● **WORKING DATA**:
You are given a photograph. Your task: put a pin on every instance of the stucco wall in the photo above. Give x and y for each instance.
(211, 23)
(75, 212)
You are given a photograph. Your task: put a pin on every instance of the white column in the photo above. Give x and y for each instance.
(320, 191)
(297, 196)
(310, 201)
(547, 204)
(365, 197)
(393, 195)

● **BRIEF**:
Exactly as they appear above, copy out all the records.

● **TASK ANSWER**:
You are given a photograph. Your task: put a pin on every instance of the stucco wall in the photo above. Give x and y for each instance.
(211, 23)
(75, 212)
You are given a photograph. Your task: put a pin on every instance of the white column in the photo above. Give x and y for each instance.
(320, 191)
(297, 196)
(310, 201)
(547, 204)
(365, 197)
(393, 195)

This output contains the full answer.